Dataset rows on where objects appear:
◇ ◇ ◇ ◇

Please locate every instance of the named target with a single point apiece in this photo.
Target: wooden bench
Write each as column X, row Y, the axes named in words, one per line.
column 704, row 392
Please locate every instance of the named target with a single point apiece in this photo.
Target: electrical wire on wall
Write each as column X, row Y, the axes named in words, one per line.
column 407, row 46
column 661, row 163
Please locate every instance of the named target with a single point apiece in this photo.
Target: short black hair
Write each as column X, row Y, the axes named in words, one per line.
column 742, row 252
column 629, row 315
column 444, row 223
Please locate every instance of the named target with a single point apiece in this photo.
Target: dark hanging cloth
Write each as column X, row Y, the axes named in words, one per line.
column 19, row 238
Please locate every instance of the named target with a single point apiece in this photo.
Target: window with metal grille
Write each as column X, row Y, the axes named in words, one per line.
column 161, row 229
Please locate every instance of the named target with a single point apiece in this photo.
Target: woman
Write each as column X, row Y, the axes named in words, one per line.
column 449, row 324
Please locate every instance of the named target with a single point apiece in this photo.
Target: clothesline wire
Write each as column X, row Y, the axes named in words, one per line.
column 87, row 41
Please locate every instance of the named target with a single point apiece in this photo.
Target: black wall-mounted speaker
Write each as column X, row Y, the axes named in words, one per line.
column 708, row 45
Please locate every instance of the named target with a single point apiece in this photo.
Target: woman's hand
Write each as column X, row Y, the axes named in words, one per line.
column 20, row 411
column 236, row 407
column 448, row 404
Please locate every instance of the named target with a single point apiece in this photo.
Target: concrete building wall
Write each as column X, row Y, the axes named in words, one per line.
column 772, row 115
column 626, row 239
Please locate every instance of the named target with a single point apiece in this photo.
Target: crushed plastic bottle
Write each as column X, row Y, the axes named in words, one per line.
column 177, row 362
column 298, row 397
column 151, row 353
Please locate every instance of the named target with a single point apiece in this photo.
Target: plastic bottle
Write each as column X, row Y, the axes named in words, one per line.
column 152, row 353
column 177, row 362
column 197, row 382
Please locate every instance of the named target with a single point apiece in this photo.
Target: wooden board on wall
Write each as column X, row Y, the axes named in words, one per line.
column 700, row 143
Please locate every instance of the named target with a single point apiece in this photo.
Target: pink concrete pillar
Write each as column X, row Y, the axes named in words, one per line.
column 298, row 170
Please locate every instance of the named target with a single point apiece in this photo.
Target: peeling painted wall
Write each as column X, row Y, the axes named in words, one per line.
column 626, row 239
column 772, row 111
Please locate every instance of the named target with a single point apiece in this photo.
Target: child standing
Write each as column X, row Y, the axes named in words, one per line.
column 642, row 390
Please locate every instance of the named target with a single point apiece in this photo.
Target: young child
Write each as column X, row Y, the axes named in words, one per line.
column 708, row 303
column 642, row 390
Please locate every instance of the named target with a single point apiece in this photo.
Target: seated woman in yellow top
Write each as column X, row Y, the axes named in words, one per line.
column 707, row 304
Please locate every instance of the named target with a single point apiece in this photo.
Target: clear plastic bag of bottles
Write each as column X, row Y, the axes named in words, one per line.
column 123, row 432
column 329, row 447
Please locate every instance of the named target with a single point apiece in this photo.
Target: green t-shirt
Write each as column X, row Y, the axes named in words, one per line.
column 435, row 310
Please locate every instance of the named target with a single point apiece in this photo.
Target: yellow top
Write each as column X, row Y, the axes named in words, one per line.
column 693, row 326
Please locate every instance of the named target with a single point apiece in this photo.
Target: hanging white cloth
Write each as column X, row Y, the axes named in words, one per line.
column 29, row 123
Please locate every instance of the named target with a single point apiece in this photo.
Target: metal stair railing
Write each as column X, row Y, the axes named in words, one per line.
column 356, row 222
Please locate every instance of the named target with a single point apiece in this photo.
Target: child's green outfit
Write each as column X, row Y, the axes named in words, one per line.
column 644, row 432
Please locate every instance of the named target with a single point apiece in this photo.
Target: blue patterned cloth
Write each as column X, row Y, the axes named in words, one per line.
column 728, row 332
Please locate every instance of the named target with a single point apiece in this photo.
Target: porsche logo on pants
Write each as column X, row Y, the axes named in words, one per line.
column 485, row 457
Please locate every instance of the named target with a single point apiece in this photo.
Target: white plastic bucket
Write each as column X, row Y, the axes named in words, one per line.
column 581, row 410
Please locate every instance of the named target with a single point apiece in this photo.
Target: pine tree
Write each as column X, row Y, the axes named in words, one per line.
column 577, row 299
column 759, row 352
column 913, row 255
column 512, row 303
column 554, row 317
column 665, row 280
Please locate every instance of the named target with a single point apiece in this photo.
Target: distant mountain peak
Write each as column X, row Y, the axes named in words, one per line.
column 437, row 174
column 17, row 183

◇ ◇ ◇ ◇

**Aim**: Render the rows above as a two-column CSV with the header columns request and answer, one line for each row. Place each row's text in one quoted field and its answer in another, replacing every line break with a space.

**Exercise solution**:
request,answer
"Please locate every instance of the named target with a single point apiece in this photo. Target: wooden bench Write each as column X, row Y, the axes named in words, one per line.","column 704, row 392"
"Please locate every instance of the named target with a single point apiece in this photo. Target: electrical wire on wall Write each as column X, row Y, the axes named in words, one per line.","column 407, row 46 column 661, row 163"
"Please locate every instance of the named target with a single point apiece in this photo. Target: short black hair Write each as column X, row Y, the axes named in words, one per line.","column 742, row 252 column 629, row 315 column 444, row 223"
"Please locate every instance of the named target with a single point apiece in this photo. Target: dark hanging cloth Write each as column X, row Y, the axes named in words, one per line.","column 19, row 238"
"Please locate every instance of the named target with a single point apiece in this photo. Target: window with metal grille Write each as column X, row Y, the axes named in words, one per line.","column 161, row 229"
"Please locate every instance of the named target with a single point apiece in this photo. Target: woman Write each as column X, row Y, the axes named in words, one per line.","column 449, row 324"
"Please locate every instance of the named target with a single point apiece in this photo. Target: clothesline wire Write each as column X, row Y, the axes named in words, one per line.","column 87, row 41"
"Please locate every instance of the named target with a single point apiece in this photo. Target: black wall-mounted speaker Write each as column X, row Y, the axes named in words, one per line.","column 708, row 45"
"Please locate every instance of the named target with a single point apiece in this photo. Target: woman's hand Write each as column X, row Y, the axes named in words, one per line.","column 20, row 411 column 236, row 407 column 448, row 404"
"Please locate every instance of the named target with a single point apiece in this photo. Target: concrete building wall Write each as column X, row Y, the axes named in words, one per line.","column 772, row 115 column 626, row 239"
"Please locate every instance of the named target with a single point apiece in this photo. Target: crushed plastic bottle Write each as column X, row Y, the axes named in words, one per line.","column 177, row 362 column 298, row 397 column 151, row 353"
"Please locate every instance of the named target with a single point apiece in this photo. Target: plastic bottle Write each as column X, row Y, the axes named in words, one per line.","column 152, row 353 column 177, row 362 column 197, row 382"
"Please locate every instance of the named target with a single point apiece in this photo. Target: wooden board on wall Write each as column X, row Y, the axes named in words, one per line.","column 700, row 143"
"Please locate every instance of the named target with a single point apiece in this photo. Target: pink concrete pillar Write each as column X, row Y, the axes named in words, one per line.","column 298, row 170"
"Please locate every instance of the named target with a single point apiece in this photo. Target: peeling painted wall Write each as column X, row Y, the axes named in words, one per line.","column 626, row 239 column 772, row 111"
"Please locate every instance of the named target with a single point apiece in this photo. Target: child standing Write each as column X, row Y, the axes named in words, one per line.","column 642, row 390"
"Please locate every instance of the named target with a single point apiece in this photo. Target: young child Write each as column X, row Y, the axes named in words, one per line.","column 708, row 303 column 642, row 390"
"Please locate every instance of the named target with a single point apiece in this photo. Target: seated woman in yellow top Write each as column X, row Y, the axes named in words, one per line.","column 707, row 304"
"Please locate every instance of the named target with a single point apiece in this photo. Target: clear plastic bag of bottles Write each as column X, row Y, the axes named in words, one per line.","column 123, row 432 column 329, row 447"
"Please locate every instance of the named target with a single point apiece in this photo. Target: green t-shirt Write each as column X, row Y, the axes named in words, one per line.","column 435, row 310"
"Please locate every instance of the named target with a single point apiece in this photo. Target: yellow top Write each as column X, row Y, the axes named in words, one per line.","column 693, row 326"
"Please locate every instance of the named target with a single point apiece in this photo. Target: hanging white cloth Write each as column X, row Y, the axes named in words, one per line.","column 29, row 123"
"Please locate every instance of the named target with a single point apiece in this photo. Target: metal stair railing Write each as column X, row Y, the axes named in words, one per line.","column 356, row 222"
"Please locate every instance of the named target with a single point apiece in this photo. Target: child's green outfit Write each as column X, row Y, the axes named in words, one per line.","column 644, row 432"
"Please locate every instance of the named target with a single point apiece in this photo. Target: blue patterned cloth Write each as column X, row Y, the axes named in words, one per line.","column 728, row 332"
"Please locate every instance of the named target with a single point apiece in this photo. Target: porsche logo on pants Write each as column X, row Y, the axes named in words, one per line.","column 485, row 457"
"Please locate every instance of the named target with a single point apiece in this photo. Target: white plastic bucket Write each as column X, row Y, the axes named in words, one per line.","column 581, row 410"
"Please locate every instance of the named target with a single point apiece in this photo. Target: pine tree Write each as column X, row Y, the axes named in words, one per line.","column 577, row 299 column 759, row 352 column 913, row 255 column 512, row 303 column 554, row 317 column 665, row 280"
"Please locate every instance of the named target with a single point apiece in this photo. Target: distant mountain peak Write each as column X, row Y, the axes named in words, one per line.","column 437, row 174 column 17, row 183"